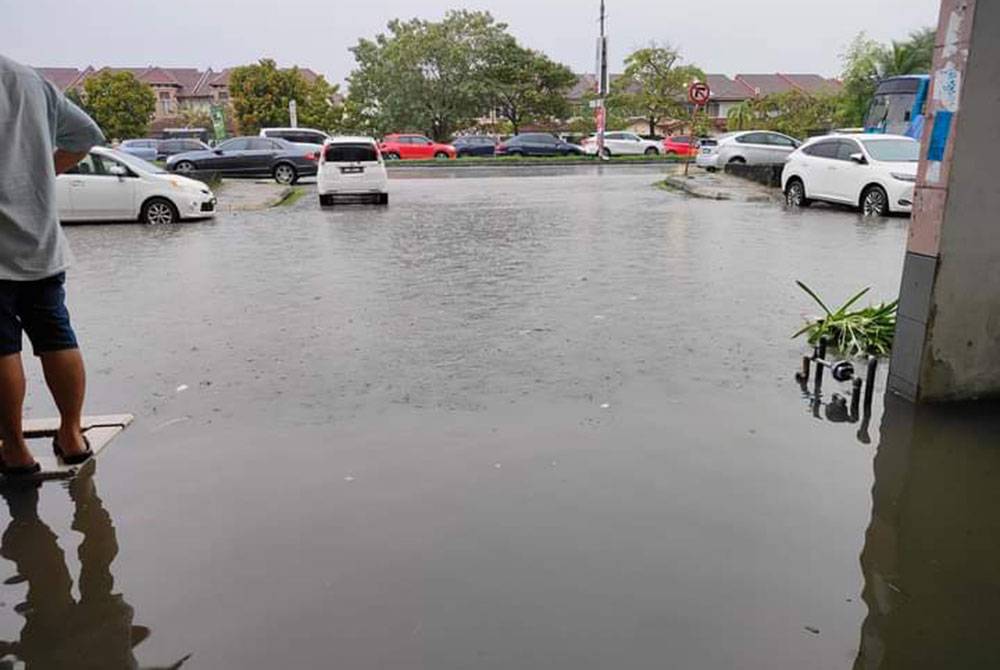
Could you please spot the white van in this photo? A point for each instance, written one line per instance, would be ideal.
(351, 166)
(109, 185)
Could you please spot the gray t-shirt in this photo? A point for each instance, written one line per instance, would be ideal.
(35, 120)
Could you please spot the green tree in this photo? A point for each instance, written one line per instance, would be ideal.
(741, 116)
(120, 104)
(654, 85)
(525, 85)
(260, 93)
(425, 76)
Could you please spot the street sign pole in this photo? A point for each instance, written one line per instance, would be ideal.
(602, 85)
(698, 95)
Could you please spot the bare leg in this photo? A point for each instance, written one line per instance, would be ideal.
(12, 385)
(67, 380)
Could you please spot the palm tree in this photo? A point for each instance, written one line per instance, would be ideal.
(740, 117)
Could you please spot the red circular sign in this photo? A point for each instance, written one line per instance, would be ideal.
(698, 93)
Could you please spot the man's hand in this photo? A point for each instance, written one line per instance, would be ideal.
(64, 160)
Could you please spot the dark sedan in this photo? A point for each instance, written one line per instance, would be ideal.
(251, 157)
(167, 148)
(538, 144)
(474, 145)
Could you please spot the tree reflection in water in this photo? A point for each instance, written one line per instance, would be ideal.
(59, 631)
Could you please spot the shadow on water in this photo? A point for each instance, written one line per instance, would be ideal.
(94, 631)
(931, 559)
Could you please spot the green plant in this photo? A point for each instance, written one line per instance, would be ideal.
(863, 331)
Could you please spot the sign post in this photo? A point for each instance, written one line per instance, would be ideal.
(218, 122)
(698, 95)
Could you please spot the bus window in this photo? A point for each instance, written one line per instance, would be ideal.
(898, 106)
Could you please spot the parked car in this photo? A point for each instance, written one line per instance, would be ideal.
(752, 147)
(622, 144)
(145, 149)
(873, 172)
(251, 157)
(475, 145)
(116, 186)
(351, 166)
(537, 144)
(300, 136)
(167, 148)
(414, 147)
(680, 145)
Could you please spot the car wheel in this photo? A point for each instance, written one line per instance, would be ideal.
(158, 211)
(284, 173)
(874, 201)
(795, 194)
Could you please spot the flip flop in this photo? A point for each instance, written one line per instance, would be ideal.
(19, 471)
(75, 459)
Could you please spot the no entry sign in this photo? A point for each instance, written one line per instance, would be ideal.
(698, 93)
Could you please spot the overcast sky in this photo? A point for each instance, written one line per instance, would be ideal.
(727, 36)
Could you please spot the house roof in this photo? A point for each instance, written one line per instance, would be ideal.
(724, 88)
(63, 77)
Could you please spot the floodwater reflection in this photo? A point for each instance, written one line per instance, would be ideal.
(60, 631)
(931, 559)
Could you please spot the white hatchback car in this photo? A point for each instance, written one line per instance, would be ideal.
(110, 185)
(749, 147)
(622, 144)
(873, 172)
(353, 167)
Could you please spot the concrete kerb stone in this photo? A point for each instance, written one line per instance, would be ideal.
(250, 195)
(721, 187)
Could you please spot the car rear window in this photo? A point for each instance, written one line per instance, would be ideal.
(351, 153)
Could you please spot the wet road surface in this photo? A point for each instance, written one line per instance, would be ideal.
(509, 421)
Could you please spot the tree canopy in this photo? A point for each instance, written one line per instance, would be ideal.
(526, 85)
(120, 104)
(260, 94)
(654, 85)
(439, 77)
(866, 62)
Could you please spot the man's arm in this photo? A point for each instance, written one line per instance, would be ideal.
(64, 160)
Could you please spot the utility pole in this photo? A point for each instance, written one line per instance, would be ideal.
(602, 83)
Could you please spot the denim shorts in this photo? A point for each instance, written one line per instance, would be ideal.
(37, 308)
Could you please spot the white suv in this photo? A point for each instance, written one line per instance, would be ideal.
(873, 172)
(306, 137)
(351, 166)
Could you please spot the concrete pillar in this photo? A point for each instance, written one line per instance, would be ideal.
(948, 336)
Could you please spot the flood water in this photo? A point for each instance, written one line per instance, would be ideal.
(513, 420)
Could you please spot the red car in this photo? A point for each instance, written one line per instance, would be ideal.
(680, 145)
(414, 147)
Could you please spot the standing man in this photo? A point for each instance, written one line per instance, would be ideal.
(42, 134)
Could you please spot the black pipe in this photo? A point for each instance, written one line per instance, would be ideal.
(870, 382)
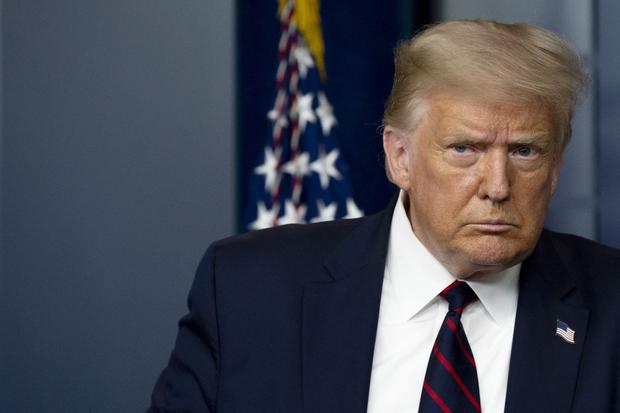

################

## WRITTEN TASK
Work out how many lines in the rows contain the word "concrete", and reply with only that number.

## TASK RESPONSE
2